[Point-per-instance localization data]
::::::::::
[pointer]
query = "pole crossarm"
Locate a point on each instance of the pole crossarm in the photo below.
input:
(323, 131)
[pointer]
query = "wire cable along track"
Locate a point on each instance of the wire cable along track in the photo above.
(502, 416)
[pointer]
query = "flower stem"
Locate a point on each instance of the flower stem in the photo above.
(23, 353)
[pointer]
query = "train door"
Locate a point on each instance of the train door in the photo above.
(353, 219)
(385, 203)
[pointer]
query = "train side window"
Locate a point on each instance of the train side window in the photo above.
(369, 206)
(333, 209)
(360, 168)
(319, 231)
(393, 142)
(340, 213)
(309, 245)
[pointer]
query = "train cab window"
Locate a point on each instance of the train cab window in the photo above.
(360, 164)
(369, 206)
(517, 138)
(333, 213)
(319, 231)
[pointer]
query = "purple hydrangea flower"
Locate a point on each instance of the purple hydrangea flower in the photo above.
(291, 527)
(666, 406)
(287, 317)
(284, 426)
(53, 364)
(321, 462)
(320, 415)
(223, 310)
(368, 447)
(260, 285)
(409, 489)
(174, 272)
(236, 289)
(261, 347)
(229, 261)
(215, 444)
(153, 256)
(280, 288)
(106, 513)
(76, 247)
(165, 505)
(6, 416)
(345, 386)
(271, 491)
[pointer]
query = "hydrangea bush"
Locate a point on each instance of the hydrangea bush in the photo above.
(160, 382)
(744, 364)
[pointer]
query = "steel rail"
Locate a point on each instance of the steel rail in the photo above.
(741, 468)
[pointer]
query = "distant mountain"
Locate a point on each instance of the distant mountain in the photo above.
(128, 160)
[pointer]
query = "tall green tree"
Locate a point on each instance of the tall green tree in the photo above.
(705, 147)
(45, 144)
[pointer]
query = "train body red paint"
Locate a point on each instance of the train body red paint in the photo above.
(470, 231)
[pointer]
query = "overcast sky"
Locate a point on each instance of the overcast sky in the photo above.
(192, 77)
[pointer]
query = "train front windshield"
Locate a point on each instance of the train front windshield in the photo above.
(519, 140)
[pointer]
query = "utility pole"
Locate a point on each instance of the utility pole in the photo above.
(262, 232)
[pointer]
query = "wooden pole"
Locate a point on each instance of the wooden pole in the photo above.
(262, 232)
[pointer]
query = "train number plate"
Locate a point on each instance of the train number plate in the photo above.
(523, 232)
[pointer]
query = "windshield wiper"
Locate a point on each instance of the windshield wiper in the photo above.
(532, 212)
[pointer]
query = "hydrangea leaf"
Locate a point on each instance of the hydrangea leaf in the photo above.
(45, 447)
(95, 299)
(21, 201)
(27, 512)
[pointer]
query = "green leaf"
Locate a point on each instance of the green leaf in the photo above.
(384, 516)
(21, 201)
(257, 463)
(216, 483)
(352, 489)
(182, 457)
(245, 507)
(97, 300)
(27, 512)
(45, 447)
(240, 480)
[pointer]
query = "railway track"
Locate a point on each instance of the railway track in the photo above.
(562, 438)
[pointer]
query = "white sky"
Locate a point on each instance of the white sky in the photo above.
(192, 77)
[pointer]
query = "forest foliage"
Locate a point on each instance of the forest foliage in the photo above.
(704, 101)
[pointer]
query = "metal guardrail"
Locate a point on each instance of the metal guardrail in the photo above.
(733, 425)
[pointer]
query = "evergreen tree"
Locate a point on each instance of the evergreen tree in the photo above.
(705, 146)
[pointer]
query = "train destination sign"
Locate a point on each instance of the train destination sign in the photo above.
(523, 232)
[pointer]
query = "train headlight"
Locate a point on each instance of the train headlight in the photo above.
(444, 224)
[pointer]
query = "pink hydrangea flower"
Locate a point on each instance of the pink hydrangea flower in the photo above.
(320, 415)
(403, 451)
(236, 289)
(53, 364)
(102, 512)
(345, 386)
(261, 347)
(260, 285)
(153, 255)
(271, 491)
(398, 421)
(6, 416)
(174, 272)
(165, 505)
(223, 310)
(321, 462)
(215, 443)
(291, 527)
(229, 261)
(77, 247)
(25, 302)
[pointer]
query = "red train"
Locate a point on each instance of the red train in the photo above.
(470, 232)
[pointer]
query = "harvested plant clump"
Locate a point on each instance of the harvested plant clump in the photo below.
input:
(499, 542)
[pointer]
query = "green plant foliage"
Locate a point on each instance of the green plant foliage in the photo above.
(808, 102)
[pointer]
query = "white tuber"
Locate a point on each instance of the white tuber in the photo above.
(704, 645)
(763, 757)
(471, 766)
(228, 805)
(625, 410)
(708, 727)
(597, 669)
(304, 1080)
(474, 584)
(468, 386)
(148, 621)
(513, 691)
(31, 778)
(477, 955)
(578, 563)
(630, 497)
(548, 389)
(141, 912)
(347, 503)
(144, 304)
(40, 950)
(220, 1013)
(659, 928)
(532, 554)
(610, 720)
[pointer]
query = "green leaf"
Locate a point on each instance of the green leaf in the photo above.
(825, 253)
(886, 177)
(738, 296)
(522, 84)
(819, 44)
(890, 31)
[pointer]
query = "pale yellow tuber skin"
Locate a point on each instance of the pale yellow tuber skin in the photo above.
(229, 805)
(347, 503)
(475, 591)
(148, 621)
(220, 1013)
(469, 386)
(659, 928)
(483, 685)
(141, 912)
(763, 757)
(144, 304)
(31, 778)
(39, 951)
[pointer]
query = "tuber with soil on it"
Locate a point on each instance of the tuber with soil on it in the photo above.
::::::::::
* _Your goal_:
The answer must be a single number: the count of lines above that contain the word "crossarm".

* _Answer for the task_:
2